Dataset rows on where objects appear
══════

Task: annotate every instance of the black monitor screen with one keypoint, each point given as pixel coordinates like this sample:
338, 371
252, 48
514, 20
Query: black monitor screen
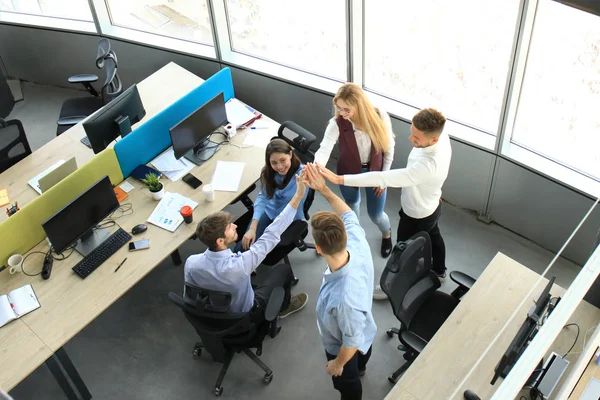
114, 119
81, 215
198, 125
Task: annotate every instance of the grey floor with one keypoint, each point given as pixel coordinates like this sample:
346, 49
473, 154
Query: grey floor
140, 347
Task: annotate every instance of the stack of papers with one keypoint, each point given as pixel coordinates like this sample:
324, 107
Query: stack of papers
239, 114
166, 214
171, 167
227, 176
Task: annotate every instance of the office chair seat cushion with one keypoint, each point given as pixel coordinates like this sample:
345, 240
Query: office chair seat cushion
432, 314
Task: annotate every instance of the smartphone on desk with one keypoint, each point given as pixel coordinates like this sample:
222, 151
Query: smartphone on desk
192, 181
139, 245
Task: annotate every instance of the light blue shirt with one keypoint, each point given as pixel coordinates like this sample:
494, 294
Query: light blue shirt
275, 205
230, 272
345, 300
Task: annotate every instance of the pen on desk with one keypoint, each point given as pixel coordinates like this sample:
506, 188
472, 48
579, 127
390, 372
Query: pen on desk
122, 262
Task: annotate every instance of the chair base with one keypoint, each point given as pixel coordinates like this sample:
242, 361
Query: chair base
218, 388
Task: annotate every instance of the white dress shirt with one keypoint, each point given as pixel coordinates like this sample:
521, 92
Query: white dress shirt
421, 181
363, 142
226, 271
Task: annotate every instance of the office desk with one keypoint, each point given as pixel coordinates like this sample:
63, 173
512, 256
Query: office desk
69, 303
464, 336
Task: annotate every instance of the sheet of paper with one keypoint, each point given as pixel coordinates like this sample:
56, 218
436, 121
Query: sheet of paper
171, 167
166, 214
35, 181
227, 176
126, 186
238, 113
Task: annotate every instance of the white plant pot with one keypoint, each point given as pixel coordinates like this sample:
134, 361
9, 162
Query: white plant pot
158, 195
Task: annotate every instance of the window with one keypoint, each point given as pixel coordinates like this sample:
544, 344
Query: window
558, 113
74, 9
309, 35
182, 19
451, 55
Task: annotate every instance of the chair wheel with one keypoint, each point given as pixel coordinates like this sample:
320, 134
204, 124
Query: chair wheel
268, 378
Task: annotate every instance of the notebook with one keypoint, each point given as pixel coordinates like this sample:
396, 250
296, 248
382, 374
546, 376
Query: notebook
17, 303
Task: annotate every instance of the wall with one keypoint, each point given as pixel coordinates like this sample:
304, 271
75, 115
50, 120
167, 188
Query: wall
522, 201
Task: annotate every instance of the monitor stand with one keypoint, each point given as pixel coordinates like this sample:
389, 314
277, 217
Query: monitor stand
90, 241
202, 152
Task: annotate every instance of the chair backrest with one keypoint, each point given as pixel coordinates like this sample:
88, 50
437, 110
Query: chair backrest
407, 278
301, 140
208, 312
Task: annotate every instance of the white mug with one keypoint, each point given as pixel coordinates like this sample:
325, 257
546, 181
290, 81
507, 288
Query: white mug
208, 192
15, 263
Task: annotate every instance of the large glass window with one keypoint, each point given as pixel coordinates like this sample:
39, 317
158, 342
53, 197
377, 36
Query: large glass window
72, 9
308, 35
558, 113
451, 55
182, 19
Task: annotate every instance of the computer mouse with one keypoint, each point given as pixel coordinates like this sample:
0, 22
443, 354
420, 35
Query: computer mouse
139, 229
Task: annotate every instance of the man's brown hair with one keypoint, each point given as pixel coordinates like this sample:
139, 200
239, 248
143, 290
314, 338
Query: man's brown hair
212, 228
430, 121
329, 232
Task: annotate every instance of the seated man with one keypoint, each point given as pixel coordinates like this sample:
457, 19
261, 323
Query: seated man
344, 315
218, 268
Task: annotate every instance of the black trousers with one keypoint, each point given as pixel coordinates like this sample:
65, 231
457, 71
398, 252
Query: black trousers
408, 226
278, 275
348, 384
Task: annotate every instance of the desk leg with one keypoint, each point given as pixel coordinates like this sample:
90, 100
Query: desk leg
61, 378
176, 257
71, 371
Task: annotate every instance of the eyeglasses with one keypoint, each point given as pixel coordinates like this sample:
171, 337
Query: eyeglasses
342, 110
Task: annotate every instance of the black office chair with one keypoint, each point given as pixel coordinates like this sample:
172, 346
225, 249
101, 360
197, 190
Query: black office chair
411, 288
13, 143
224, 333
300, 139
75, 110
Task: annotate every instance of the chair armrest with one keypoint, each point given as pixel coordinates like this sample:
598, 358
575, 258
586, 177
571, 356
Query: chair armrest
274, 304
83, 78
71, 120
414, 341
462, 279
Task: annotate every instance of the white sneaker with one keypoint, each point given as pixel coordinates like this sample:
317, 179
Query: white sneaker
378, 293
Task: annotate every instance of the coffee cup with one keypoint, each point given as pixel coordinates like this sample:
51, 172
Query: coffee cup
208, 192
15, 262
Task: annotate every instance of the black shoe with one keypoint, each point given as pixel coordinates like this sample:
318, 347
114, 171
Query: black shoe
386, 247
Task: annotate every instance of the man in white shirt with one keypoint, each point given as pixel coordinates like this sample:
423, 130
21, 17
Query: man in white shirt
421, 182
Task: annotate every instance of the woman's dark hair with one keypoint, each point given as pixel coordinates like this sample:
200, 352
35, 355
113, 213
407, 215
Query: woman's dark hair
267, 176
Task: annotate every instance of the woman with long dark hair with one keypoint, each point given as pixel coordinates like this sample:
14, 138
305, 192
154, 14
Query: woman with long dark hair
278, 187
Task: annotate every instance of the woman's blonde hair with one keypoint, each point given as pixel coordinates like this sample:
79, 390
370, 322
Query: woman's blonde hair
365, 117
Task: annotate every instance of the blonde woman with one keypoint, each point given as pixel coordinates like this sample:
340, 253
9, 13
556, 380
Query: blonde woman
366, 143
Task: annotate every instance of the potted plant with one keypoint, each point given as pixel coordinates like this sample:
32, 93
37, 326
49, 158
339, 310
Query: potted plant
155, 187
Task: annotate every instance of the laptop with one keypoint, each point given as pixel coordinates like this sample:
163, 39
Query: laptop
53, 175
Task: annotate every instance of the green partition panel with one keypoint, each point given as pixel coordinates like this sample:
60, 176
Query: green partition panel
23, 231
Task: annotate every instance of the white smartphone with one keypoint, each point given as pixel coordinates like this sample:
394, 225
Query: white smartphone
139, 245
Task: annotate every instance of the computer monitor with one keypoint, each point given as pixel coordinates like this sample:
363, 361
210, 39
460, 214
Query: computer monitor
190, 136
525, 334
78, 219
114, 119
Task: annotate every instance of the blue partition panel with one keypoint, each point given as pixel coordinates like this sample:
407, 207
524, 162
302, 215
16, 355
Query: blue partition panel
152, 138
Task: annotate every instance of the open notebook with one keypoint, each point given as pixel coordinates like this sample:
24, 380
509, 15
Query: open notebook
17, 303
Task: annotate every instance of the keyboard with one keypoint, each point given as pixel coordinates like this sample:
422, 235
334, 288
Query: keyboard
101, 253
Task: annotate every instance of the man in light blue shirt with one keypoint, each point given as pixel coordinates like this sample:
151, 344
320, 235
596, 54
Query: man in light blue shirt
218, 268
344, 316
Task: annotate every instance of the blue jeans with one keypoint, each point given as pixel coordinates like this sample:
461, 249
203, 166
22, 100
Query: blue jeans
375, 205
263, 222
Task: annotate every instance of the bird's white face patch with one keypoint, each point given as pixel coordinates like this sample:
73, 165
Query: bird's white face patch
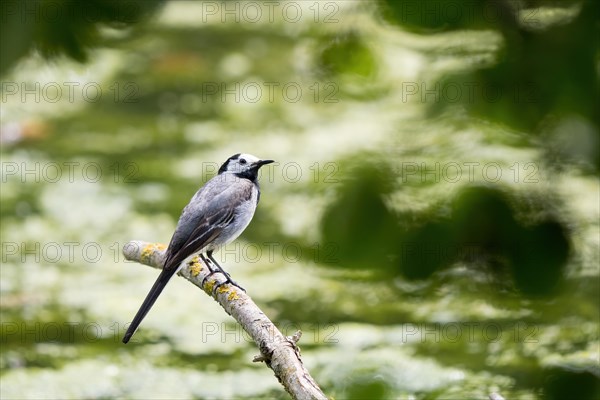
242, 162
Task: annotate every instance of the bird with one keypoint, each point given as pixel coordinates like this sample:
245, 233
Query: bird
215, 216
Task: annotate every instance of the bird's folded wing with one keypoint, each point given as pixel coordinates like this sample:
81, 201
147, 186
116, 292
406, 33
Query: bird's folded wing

══════

WRITTEN TASK: Quote every line word for word and keep the images out of the copy.

EXERCISE OUTPUT:
Task: annotate every instance of the black monitor screen with one keypoint, each point given as pixel coordinates like this sample:
338, 371
252, 48
514, 20
Query: black monitor screen
114, 119
81, 215
198, 125
Task: annotate every instance of the grey floor with one keypoint, each point given as pixel coordinates like this sample:
346, 49
473, 154
Query: grey floor
140, 347
Task: annotate every instance of the stack of papers with one keypoint, each point given as pixel coordinates like this sample:
324, 107
Query: stack of papers
239, 114
166, 214
171, 167
227, 176
Task: annotate every instance of the office chair seat cushion with one keypoint, each point given as pixel coordinates like this sample:
345, 240
Query: office chair seat cushion
432, 314
Task: annotate every instance of the smartphone on desk with one keypoint, each point given as pixel coordinates like this sample:
222, 151
Query: smartphone on desk
192, 181
139, 245
Task: annotate every instance of the light blue shirt with one keypoint, each point given as pixel coordinates like this sample:
494, 294
Query: light blue shirt
275, 205
230, 272
345, 300
Task: annotate every instance of the pen on desk with one keypoint, each point given as pixel coordinates like this sample:
506, 188
472, 48
579, 127
390, 372
Query: pen on desk
122, 262
Task: annotate every instance of the chair base with one keypoint, each point given as pixel coordinates like this sample:
242, 361
Query: chair base
218, 388
Task: annotate every instance of the white dress shirt with one keypoint, each point given as pixel coordinates like this sample:
521, 92
Query: white dress shirt
421, 181
363, 142
226, 271
Task: annotate every instance of the office desk with one keypoint, each point given as pixel coordinates like this sample:
63, 173
512, 256
Query: office desk
69, 303
464, 336
Task: annotate every instance of the sheet of paper with one keypoint, each point given as pixel coordinates like this sample:
56, 218
436, 121
Query: sheet of paper
171, 167
166, 214
35, 181
227, 176
126, 186
238, 113
Task: annotate every instance of the white plant pot with one keypoint, each point given as pixel coordinates like this sample:
134, 361
9, 162
Query: white plant pot
158, 195
Task: annotate every instance of the window with one keypoint, each point given as pixel coordinates like this sample:
544, 344
Query: window
558, 113
74, 9
309, 35
182, 19
451, 55
Task: annotate every instance of the chair wheel with one keypoint, each point given as pixel coordinates like this sample:
320, 134
204, 124
Query: chair wheel
268, 378
Task: annotate every instance of the notebook with one keypoint, each point given as pixel coordinates like this sample:
396, 250
296, 248
382, 374
546, 376
Query: notebook
17, 303
Task: annotate every instance of the wall with one keypoint, each point given as pixel coordinates like this sample:
304, 271
75, 115
50, 120
167, 188
Query: wall
522, 201
Task: annotate every instance of the monitor stand with one keypoint, each point given as pixel coordinates like this sample:
389, 314
277, 217
Query: monitor stand
90, 241
202, 152
Task: annotate every instance of the chair backrest with one keypoint, each point given as pixel coordinates like this sample:
88, 50
437, 110
Query: chair backrest
407, 278
301, 140
208, 312
Task: annotate every instance of the white mug with one keypoint, each point given as pixel coordinates like this sample:
325, 257
546, 181
290, 81
507, 288
Query: white mug
208, 192
15, 263
Task: annotate every instance of the large glass window with one keypoint, each point given as pixel coordinates like this sample:
39, 317
158, 342
53, 197
377, 36
Query: large glass window
72, 9
308, 35
558, 113
451, 55
182, 19
Task: annotate every instance of the computer mouse with one keypoint, each point given as pixel coordinates like this sample:
0, 22
443, 354
420, 35
Query: computer mouse
139, 229
Task: annotate every instance of the man's brown hair with one keypoint, each point given as pixel coordinates like this sample:
139, 200
239, 248
143, 290
314, 338
Query: man's brown hair
212, 228
430, 121
329, 232
Task: annotate every instance of the seated man with one keypoint, each point given as pixel coordinates like this sample:
457, 19
261, 323
Query: seated man
344, 315
218, 268
Task: annotate every instance of the black trousers with one keypoint, each point given as pixel coordinates like this sample:
65, 231
457, 71
398, 252
Query: black trousers
408, 226
278, 275
348, 384
Task: annotate every instance of the desk leg with one keypoint, each point given as pixel coordinates like this sample:
90, 100
Query: desk leg
61, 378
176, 257
71, 371
Task: annotate every instance of the eyeglasses with one keypoint, each point given as pixel coordinates like this sample:
171, 337
Query: eyeglasses
342, 110
Task: annotate every instance of the black office chair with one keypoint, each point given as pixel coordinates like this sample:
172, 346
225, 249
101, 360
197, 190
Query: black office chair
411, 288
13, 143
224, 333
300, 139
75, 110
Task: annotate every instance of the chair armrest with one keypoint, each point given as pixel coordinates like this sample:
598, 358
575, 258
586, 177
571, 356
Query: chair armrest
274, 304
83, 78
71, 120
414, 341
462, 279
Task: annotate every instance of the white sneaker with one keypoint, each point given as pixel coordinates like this sample:
317, 179
Query: white sneaker
378, 293
Task: annotate every instance of the coffee cup with one keypoint, each point given as pixel coordinates like this sample:
51, 172
Query: coffee cup
208, 192
15, 262
Task: annotate every instance of the black shoe with one keypoint, each point given as pixel coordinates like this sample:
318, 347
114, 171
Query: black shoe
386, 247
Task: annotate every instance of the man in white shirt with one keypoint, each point given as pixel coordinates like this sample:
423, 130
21, 17
Query: man in white shirt
421, 182
Task: annotate every instance of the woman's dark hair with one keypoint, each point given as pixel coordinates like this sample:
200, 352
35, 355
113, 213
407, 215
Query: woman's dark hair
267, 176
Task: annotate every instance of the woman with long dark hair with one keypoint, each point given as pixel coordinates like this sample:
14, 138
305, 192
154, 14
Query: woman with long dark hair
278, 187
Task: annotate every instance of the woman's blonde hair with one keypoint, each point given as pixel coordinates like this sample:
79, 390
370, 322
Query: woman's blonde hair
365, 117
Task: annotate every instance of the blonde woman with one keypoint, each point given as pixel coordinates like this sample:
340, 253
9, 13
556, 380
Query: blonde woman
366, 143
Task: annotate every instance of the potted plant with one keypoint, each point given as pixel coordinates like this sample:
32, 93
37, 326
49, 158
339, 310
Query: potted plant
155, 187
Task: annotate every instance of the laptop with one keypoint, each point given as pixel coordinates like this sample:
163, 39
Query: laptop
53, 175
Task: annotate every instance of the green partition panel with one keypoint, each point given as pixel coordinates like this sample:
60, 176
Query: green partition panel
23, 231
Task: annotate every instance of the white smartphone with one keypoint, each point given as pixel coordinates like this sample:
394, 225
Query: white smartphone
139, 245
Task: annotate every instance of the computer monitor with one keypoint, each point given as pixel coordinates like this sample:
363, 361
210, 39
460, 214
Query: computer monitor
190, 136
525, 334
78, 219
114, 119
Task: annotate every instance of the blue partition panel with one keypoint, each point given as pixel coordinates like this sample:
407, 207
524, 162
302, 215
16, 355
Query: blue partition panel
152, 138
Task: annotate every instance of the open notebook with one keypoint, each point given as pixel coordinates like this sample:
24, 380
509, 15
Query: open notebook
17, 303
Task: annotate every instance of the keyboard with one keypoint, each point given as pixel coordinates like this sample:
422, 235
334, 288
Query: keyboard
101, 253
Task: annotate every instance of the man in light blue shirt with one keypoint, each point given as pixel coordinates like this sample:
151, 344
320, 235
596, 54
Query: man in light blue shirt
218, 268
344, 316
Task: annotate every instance of the blue jeans with one keypoint, each point given as pixel coordinates like this sample:
461, 249
203, 166
22, 100
Query: blue jeans
375, 205
263, 222
Task: annotate every instance of the bird's white face patch with one keypoint, each point given as pixel coordinates like this sample:
73, 165
Query: bird's white face patch
242, 162
Task: annotate every instance of the bird with one keypoint, each point given as pixel coordinates like this sample:
245, 233
Query: bird
215, 216
Task: annotate every instance of the bird's folded wing with one keypoint, each point given as pixel coordinates like this sample:
81, 201
147, 186
116, 292
406, 33
Query: bird's folded wing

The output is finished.